** Supplied records follows **

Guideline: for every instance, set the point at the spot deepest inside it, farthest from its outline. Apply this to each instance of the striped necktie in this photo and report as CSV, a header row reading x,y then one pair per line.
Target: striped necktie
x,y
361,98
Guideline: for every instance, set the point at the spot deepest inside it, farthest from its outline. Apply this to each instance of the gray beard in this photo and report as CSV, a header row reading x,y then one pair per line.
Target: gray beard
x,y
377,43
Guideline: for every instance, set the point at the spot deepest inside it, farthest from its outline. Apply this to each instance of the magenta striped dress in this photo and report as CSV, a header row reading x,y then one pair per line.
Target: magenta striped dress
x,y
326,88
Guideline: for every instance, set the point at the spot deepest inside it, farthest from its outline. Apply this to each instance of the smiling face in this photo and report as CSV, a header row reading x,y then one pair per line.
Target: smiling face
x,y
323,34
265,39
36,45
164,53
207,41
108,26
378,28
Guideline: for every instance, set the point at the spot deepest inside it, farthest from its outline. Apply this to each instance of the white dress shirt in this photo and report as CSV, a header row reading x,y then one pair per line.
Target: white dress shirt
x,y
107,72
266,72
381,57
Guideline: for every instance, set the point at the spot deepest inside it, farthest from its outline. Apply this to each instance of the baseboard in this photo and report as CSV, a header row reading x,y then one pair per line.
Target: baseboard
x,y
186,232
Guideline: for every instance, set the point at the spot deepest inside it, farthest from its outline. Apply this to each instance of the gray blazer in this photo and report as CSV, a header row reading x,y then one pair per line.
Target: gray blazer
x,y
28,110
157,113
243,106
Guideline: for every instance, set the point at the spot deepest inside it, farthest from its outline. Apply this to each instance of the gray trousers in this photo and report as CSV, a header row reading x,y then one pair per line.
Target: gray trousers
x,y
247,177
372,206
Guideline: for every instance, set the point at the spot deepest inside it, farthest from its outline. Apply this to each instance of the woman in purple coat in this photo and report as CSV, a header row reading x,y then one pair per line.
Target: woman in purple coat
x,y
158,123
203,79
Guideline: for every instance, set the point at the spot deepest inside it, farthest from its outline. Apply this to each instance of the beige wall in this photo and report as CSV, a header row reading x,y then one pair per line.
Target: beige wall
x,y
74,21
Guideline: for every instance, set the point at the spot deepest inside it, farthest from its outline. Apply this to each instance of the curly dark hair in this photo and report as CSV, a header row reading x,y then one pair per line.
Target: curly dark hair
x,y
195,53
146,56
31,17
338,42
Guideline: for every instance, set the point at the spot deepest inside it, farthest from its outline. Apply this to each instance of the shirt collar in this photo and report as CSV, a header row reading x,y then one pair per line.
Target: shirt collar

** End of Supplied records **

→ Work required:
Scan the material above. Return every line containing the string "collar".

→ Answer:
Guideline: for every instance, set the point at the spot deepest inside it, farthest from its outline. Apply this to each instance of the shirt collar in this photo and report as CSV, a header row reading x,y then one pair per line.
Target: shirt collar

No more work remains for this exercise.